Saved entries:
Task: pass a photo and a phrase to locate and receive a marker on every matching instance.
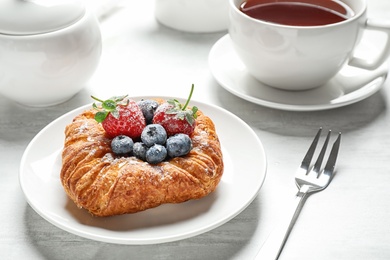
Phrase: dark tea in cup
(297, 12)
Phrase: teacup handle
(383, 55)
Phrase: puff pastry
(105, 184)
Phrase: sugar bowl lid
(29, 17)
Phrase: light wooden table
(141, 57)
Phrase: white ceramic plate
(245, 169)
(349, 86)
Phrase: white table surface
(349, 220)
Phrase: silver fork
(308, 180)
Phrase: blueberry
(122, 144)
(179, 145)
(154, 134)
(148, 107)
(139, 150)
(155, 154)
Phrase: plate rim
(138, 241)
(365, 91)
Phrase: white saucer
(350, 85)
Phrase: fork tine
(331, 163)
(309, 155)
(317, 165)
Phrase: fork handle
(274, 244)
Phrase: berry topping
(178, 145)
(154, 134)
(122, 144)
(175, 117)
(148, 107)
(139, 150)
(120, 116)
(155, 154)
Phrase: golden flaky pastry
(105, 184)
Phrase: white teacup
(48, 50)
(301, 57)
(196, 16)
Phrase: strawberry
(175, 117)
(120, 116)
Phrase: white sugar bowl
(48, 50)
==
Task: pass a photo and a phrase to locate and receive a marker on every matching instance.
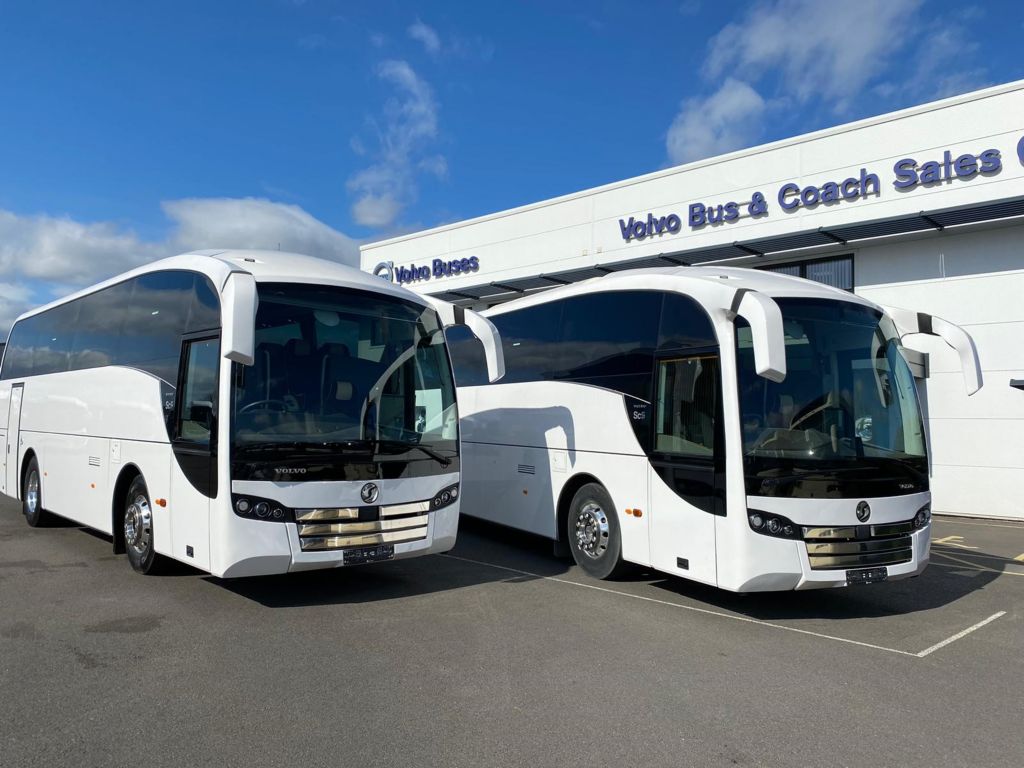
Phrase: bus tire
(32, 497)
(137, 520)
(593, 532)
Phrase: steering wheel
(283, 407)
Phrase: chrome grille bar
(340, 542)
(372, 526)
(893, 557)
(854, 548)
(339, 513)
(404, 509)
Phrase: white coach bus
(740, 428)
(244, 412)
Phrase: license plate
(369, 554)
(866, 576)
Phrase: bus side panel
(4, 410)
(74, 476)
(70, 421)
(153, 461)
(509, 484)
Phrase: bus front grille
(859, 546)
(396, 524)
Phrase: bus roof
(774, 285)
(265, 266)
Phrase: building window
* * *
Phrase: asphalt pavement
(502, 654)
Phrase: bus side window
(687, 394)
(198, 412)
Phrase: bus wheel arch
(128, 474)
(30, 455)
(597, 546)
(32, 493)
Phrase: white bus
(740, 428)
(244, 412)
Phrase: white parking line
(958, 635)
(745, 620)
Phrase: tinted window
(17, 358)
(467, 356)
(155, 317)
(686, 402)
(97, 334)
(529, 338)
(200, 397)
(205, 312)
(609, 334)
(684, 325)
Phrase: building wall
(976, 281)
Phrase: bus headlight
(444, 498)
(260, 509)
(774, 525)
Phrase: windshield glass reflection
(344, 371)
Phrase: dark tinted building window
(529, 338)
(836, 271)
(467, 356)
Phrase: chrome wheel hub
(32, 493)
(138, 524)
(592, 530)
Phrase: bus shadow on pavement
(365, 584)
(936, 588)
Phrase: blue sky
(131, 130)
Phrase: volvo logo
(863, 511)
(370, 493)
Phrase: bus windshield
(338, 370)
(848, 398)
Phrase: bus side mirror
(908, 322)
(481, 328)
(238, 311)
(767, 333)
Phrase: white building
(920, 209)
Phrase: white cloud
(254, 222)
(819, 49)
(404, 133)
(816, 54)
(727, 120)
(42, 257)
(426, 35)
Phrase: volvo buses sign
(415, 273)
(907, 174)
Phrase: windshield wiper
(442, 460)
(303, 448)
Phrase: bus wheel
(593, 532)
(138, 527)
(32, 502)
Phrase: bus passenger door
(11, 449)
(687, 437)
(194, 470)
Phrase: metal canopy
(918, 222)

▶ What is required: Only the lines above starting with the one with "Phrase: chrome grille bar" and going through the one with "Phrase: building window" are to be copied, word for word and with both ends kept.

▶ Answer section:
Phrase: chrome grille bar
(340, 542)
(372, 526)
(893, 557)
(854, 548)
(339, 513)
(404, 509)
Phrase: white coach bus
(740, 428)
(244, 412)
Phrase: license plate
(369, 554)
(866, 576)
Phrase: bus side panel
(4, 410)
(74, 476)
(70, 421)
(153, 461)
(509, 484)
Phrase: bus front grille
(859, 546)
(396, 524)
Phrase: bus roof
(774, 285)
(265, 266)
Phrase: building window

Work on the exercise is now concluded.